-- TASKS --
1/ From the spring table grape article, list the green grape varieties that Pandol names as the most widely planted in his circles, each with the name given in parentheses.
2/ Extend the spring table grape article by writing what comes next after its final paragraph on flavor profiles.

-- DOCUMENT SECTION --

- - -

Originally printed in the April 2020 issue of Produce Business.
Flavor trumps pricing and other characteristics when it comes to consumers’ buying habits.
The 2020 spring table grape season is almost here. As the Chilean harvest concludes early, vineyards in Sonora, Mexico, are poised to fill the gap from late April onward, before California’s Coachella Valley also begins supplying from mid-May. Unlike 2019’s concentrated volume, efforts are underway to balance the offer, particularly with early green varieties. Add to that the expanding number of growers converting to new varieties, and the spring window promises to be an interesting one.
Proliferation Of Choice
“Spring grapes, like grapes available at other times of the year and from other regions, are undergoing an incredible transformation with new varieties leading the industry toward more prosperity and the consumer to a superior eating experience,” says David Marguleas, chief executive of Sun World International, Palm Desert, CA.
Such is the proliferation that ‘key varieties’ might be an obsolete term now, says John Pandol, director of special projects for Pandol Brothers, Delano, CA. “The big change in the past few years is an industry that has shifted from everyone having the same varieties with similar timings to each grower having different varieties with different timings,” he comments.
Although red grapes remain dominant (notably Flame Seedless), green (a.k.a. white) grapes are gaining more interest. Pandol says the trade is realizing that the visual characteristics are irrelevant if the grapes don’t taste good. “Practices that ensure maturity, texture and freshness to delight the customer are sometimes winning over the battle for the biggest berry,” he says.
As such, growers are looking primarily for new green varieties. “There is more urgency on whites than reds,” explains Pandol. “In my circles, Early Sweet, Arra 15 (Arra Sweeties), Sheegene 21 (Ivory) and IFG Ten (Sweet Globe) are the most widely planted, but there are a lot on trial.”
This varietal shift is occurring worldwide, with dozens of new varieties offering a broad choice of color, texture, availability and flavor. “At last count, California growers produced more than 85 varieties – more than double what was grown less than ten years ago. Sonora is experiencing similar growth but with an obvious emphasis on early and mid-season varieties that fit its market window,” notes Marguleas.
Sun World will have trial volumes of new, early season selections this year. Marguleas cannot share any additional information other than to say the firm is assessing several early-ripening green, red and black seedless varieties that it anticipates will be especially well-suited to early growing regions such as Sonora and Coachella.
In terms of flavor, Pandol claims most of the new varieties are ‘neutral,’ meaning they taste like grapes. “There are small plantings of an ‘exotic’ and ‘muscat’ flavor profile, interspecific crossbreeds, and both growers and retailers are seeing how this plays out; if it will grow beyond a niche,” he says.

- - -

-- DATASET EXCERPTS --
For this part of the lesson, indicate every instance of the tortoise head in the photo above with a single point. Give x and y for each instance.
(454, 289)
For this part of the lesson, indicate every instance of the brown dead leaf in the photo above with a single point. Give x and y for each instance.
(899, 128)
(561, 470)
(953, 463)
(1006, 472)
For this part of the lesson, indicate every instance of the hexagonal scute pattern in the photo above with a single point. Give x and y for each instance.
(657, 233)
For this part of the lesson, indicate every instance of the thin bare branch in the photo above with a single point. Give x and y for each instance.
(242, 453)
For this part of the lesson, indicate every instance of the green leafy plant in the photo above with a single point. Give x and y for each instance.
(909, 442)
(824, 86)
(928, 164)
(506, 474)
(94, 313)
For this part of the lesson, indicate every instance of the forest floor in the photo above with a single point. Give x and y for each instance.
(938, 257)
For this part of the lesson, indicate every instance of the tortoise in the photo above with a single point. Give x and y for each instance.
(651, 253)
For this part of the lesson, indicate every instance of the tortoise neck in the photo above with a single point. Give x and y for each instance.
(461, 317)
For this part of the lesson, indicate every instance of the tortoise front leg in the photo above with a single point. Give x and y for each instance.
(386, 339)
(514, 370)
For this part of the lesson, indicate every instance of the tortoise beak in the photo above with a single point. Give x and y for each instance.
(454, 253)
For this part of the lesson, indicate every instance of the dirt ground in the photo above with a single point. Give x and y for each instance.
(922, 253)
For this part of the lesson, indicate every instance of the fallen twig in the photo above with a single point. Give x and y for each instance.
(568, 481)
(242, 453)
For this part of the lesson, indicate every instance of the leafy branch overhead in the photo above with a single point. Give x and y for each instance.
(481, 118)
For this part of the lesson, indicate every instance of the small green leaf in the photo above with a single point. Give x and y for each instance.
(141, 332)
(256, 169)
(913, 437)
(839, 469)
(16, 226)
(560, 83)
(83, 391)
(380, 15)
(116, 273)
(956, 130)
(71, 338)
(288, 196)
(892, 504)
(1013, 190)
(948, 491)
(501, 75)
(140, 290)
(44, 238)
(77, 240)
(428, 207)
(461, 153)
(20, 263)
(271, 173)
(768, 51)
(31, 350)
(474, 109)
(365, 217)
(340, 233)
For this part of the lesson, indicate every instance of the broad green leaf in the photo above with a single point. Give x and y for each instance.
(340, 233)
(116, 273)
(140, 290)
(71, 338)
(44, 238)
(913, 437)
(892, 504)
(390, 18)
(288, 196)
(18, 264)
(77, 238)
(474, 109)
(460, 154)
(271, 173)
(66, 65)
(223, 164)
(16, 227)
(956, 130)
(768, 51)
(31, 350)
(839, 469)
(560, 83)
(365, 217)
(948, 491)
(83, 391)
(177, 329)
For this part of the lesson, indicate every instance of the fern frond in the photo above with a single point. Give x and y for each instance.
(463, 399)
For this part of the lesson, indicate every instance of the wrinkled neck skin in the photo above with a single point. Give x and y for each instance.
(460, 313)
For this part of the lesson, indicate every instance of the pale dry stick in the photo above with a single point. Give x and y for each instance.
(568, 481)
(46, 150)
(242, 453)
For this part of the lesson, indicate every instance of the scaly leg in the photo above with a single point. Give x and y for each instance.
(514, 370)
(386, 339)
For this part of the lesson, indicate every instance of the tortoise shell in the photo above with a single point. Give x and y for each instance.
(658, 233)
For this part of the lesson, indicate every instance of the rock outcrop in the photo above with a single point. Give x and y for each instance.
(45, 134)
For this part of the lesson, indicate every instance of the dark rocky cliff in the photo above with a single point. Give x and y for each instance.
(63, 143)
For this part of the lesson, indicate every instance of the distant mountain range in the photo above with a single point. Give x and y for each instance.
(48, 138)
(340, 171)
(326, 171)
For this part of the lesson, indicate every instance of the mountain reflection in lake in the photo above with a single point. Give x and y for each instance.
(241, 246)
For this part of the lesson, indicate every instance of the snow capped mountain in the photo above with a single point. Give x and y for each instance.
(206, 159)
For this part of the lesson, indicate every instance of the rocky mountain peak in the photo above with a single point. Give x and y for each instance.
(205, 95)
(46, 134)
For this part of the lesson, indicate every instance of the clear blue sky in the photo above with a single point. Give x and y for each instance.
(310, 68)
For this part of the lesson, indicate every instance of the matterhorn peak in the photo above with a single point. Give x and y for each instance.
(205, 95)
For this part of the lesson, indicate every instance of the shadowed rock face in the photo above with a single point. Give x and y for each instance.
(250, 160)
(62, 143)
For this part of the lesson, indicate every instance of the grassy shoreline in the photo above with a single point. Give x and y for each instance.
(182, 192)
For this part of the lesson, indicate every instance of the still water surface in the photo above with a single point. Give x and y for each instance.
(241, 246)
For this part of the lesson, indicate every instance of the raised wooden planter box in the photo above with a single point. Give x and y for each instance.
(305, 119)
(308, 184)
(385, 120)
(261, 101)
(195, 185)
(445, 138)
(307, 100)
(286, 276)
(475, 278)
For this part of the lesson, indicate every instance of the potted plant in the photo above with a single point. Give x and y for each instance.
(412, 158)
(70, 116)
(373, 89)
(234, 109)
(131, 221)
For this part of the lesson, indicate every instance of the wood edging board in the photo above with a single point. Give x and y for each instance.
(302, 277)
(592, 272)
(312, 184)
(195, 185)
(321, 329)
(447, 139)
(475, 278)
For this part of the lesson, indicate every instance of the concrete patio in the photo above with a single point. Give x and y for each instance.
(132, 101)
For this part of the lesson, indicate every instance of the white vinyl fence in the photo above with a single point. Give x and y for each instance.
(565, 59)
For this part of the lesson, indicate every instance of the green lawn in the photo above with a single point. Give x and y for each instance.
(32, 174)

- - -

-- EXPECTED RESPONSES --
1/
- Early Sweet
- Arra 15 (Arra Sweeties)
- Sheegene 21 (Ivory)
- IFG Ten (Sweet Globe)

2/
For consumers, this trend is delivering excellent flavor and texture, attests Gary Caloroso, regional business development director for the Giumarra Companies, Los Angeles. “Each variety offers its own unique flavor characteristics,” he says. “Some of our newer varieties include Arra Passion Fire [early red seedless] and Arra Sugar Drop [early green seedless].”
Likewise, the Oppenheimer Group (Oppy) in Coquitlam, BC, Canada, is responding to calls for innovative, exciting flavors. “The new varieties for us this year include Early Sweet and Sweet Celebration,” notes Marc Serpa, director of domestic grapes and sales manager.
The right brix level for optimum eating quality is the key to these new varieties, says Scott Rossi, director of marketing at Fresh Farms, headquartered in Nogales, AZ. “Number one is flavor, two is crispiness, and three is texture (firmness),” he affirms. “But more than anything, it is flavor that’s important. Retailers are responding really well, and sales are taking off. We’re excited about the future.”
Flavor is important considering red and green grapes fall into the produce department’s top 10 best-sellers, says Joseph Bunting, produce business director for United Supermarkets, Lubbock, TX. “Our shoppers buy with their eyes, and the quality and flavor bring them back,” says Bunting. “I think the new varieties will transform the spring grape category in the future as more become readily available.”
By seeking out new varieties, Schenectady, NY-headquartered retailer Price Chopper is improving sales. “We’re definitely taking advantage of newer varieties like Cotton Candy, Jack’s Salute, Timpson and Sweet Celebration,” says produce category manager, Joseph Budny. “Our customers have really developed a taste for those varieties. They offer a better eating experience.”
Varieties are not all that is changing. The owner of Fresh Farms, the Mexican farming family, the Molinas, has pioneered grape production more than 1,000km south of Sonora – in the state of Jalisco, from where commercial volume can now be harvested as early as mid-April.
“For the past decade, Fresh Farms has experimented with different green grape varieties across Jalisco and Sonora,” says Rossi. “We’re trying to counter the needs of U.S. consumers by growing in Jalisco. We can balance the timing of our crop too, so, if Sonora is a little later we can time a third of our Jalisco crop to come in later to fill in the gaps.”
This year from Mexico, Fresh Farms has new acreage of Sweet Globe, Cotton Candy and Candy Hearts, as well as greater volume of Candy Snap, Ivory, Sugar Crisp and Sweet Celebration. The firm thinks Jalisco could be one of the world’s unique production areas. “The climate is cooler, half the grapes we grow are under covering, and the quality will be second to none,” explains Rossi. “I think the industry will be shocked and fascinated by the quality.”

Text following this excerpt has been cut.